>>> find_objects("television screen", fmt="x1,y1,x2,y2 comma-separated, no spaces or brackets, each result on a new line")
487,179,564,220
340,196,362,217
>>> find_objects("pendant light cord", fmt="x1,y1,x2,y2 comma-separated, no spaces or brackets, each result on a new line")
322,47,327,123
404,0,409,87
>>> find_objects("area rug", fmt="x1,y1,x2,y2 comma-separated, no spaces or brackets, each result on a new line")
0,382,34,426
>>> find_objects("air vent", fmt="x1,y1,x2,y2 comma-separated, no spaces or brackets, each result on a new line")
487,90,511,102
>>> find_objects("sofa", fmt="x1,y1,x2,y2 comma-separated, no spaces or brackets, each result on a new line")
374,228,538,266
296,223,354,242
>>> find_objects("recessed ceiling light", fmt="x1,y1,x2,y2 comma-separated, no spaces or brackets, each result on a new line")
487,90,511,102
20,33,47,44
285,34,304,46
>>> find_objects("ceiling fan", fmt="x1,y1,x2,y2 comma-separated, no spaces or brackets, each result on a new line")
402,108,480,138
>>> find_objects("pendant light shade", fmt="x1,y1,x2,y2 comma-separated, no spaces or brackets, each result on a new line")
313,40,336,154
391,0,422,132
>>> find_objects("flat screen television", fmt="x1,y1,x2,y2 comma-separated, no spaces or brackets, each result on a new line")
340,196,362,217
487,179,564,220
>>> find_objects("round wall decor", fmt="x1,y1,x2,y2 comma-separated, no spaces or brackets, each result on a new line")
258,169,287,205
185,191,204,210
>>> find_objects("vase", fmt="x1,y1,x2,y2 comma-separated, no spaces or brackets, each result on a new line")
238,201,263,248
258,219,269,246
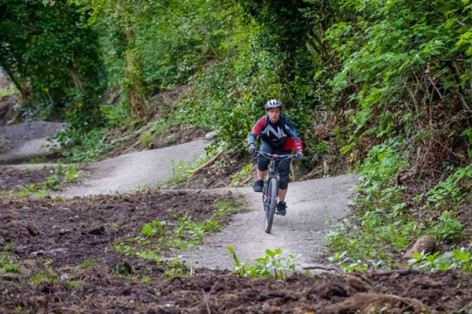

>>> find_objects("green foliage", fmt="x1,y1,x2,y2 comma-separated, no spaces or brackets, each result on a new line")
426,165,472,209
430,211,464,241
227,246,298,279
0,0,104,129
53,128,110,162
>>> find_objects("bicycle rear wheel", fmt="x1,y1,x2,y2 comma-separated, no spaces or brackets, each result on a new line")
264,178,279,233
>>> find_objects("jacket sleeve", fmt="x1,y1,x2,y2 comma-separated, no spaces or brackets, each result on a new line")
285,117,303,151
247,116,267,146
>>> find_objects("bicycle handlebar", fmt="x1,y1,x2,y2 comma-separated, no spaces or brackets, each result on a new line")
254,150,296,160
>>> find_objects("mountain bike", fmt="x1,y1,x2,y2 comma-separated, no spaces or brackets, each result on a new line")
256,151,295,233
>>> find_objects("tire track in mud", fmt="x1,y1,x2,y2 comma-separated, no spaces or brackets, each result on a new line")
0,127,355,269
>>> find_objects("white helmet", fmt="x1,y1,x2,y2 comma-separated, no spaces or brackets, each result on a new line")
264,99,282,109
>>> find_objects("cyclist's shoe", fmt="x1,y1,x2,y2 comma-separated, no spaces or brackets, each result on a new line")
275,202,287,216
252,180,264,192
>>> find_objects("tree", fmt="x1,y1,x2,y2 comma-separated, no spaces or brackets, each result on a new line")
0,0,104,127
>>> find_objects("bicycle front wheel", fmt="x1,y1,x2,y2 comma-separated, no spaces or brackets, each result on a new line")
264,178,279,233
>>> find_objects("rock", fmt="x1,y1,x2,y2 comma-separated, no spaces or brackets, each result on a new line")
402,236,436,259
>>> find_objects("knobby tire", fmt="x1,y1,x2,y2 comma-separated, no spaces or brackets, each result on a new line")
264,178,278,233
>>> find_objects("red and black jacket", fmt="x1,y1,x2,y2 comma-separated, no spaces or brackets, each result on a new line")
247,114,303,151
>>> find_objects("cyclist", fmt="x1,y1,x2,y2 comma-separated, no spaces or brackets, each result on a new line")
247,99,303,216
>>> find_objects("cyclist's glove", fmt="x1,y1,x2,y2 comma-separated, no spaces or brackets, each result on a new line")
249,144,256,155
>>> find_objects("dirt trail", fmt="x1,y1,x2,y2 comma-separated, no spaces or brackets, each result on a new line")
56,140,206,196
182,176,355,269
0,124,355,269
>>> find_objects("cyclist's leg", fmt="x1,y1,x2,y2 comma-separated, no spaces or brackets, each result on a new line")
279,151,290,202
257,141,274,180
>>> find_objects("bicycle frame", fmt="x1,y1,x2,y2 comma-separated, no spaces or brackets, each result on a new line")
257,151,295,233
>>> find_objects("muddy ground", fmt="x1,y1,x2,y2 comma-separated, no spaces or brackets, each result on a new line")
0,184,472,313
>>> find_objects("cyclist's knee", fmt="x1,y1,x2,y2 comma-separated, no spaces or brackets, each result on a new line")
279,175,288,190
257,158,269,171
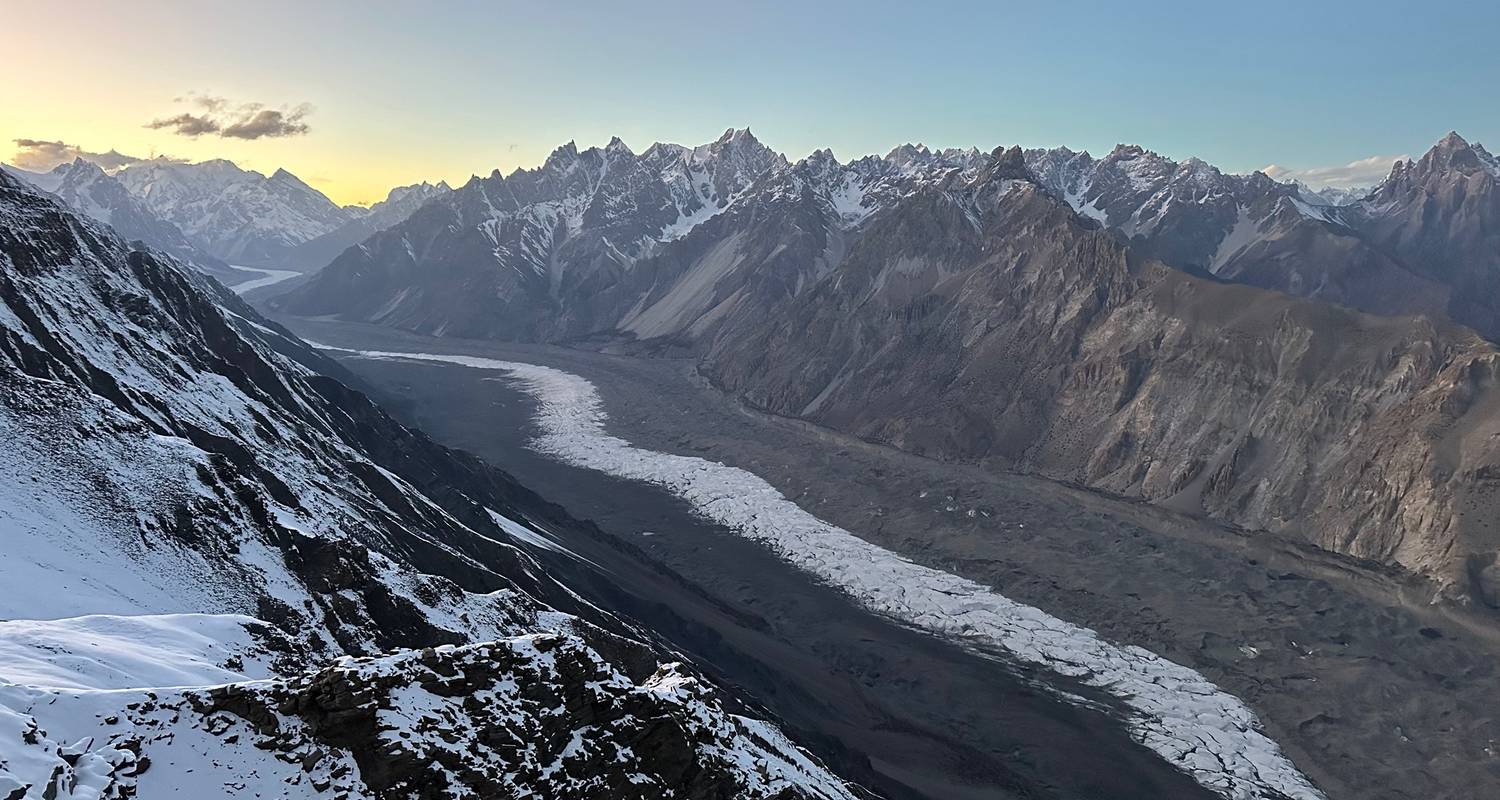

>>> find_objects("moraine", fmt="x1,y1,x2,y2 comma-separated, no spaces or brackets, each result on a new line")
304,330,1323,800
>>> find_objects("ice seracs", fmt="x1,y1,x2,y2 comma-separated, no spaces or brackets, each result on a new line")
337,351,1323,800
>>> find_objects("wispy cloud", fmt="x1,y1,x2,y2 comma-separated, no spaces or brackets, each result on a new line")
146,93,312,140
1260,155,1412,189
146,113,219,138
11,140,177,173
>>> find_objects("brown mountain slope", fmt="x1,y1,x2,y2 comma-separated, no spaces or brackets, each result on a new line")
704,159,1500,605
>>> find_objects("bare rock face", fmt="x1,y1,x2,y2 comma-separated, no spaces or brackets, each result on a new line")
0,173,854,800
704,170,1500,602
276,134,1500,603
1350,134,1500,338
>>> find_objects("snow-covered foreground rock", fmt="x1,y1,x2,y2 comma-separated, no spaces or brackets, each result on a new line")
0,173,852,800
337,351,1323,800
0,633,852,800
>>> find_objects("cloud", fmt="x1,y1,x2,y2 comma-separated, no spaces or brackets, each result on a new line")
219,105,312,140
146,93,312,140
11,140,177,173
1260,155,1412,189
146,113,219,138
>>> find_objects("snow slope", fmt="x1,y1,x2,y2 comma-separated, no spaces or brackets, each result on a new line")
0,174,852,800
337,351,1323,800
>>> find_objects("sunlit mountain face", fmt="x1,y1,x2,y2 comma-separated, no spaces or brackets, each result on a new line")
0,0,1500,800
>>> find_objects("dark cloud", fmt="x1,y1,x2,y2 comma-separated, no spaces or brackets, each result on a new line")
219,105,312,140
11,140,177,173
147,93,312,140
146,114,219,138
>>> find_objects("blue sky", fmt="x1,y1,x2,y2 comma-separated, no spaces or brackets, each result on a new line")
0,0,1500,200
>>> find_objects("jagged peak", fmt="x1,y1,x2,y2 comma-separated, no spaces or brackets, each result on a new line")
714,126,761,144
546,140,578,173
605,137,635,156
1433,131,1469,150
981,144,1035,182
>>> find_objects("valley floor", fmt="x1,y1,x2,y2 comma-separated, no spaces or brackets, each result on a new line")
284,313,1500,800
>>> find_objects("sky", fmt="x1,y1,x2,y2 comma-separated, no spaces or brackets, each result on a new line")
0,0,1500,204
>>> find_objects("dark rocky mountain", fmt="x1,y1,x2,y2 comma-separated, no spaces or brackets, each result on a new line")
282,129,1500,605
2,159,252,284
116,159,363,266
287,131,785,339
281,180,453,272
0,176,852,800
701,147,1500,603
1028,144,1449,321
1344,134,1500,338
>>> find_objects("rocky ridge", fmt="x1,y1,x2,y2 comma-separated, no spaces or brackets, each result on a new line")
0,176,854,798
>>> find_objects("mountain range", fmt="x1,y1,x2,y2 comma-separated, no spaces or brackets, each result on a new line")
276,131,1500,605
0,173,860,800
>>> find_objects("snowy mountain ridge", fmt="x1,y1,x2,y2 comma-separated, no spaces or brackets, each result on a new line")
116,159,359,266
0,174,852,800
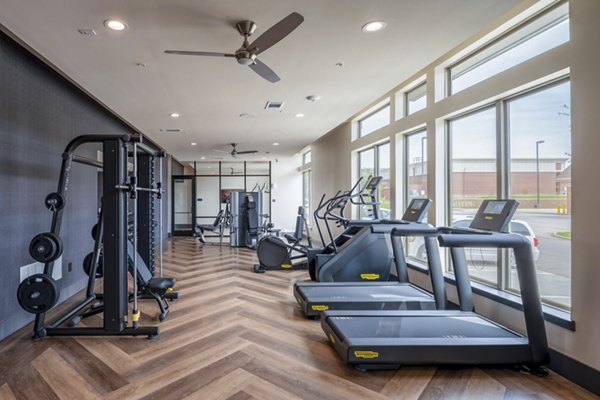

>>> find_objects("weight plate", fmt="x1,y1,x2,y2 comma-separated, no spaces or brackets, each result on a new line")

Do this » Add 117 to every bounding box coordinate in the answers, starting at the beginning of the records and ending at the line that contains "296,223,354,242". Write out all of those lines again, requests included.

Final result »
>>> find_objects("television screen", fmt="x1,y1,x2,y2 comma-separated, no spaces or brackets, each result on a new line")
604,296,681,337
457,313,479,334
>>> find_objects("pendant light cord", fmt="x1,y1,x2,y2 comma-separated, no spaces or brackets, each result on a new line")
439,164,444,240
521,117,526,204
>>> find_objects("area rug", fmt="x1,y1,x2,y2 comma-separated, no spaces or brackets, each result on a new line")
117,499,151,543
>>> find_objects("air vent", fmt="x1,y1,x2,y2 comma-separated, no spaces or brackets, each result on a new line")
604,207,628,219
>>> find_objects("sofa", fmt="x1,y1,x2,y2 comma-separated, no spaces or brackets, each result on a new line")
491,345,655,383
413,340,471,359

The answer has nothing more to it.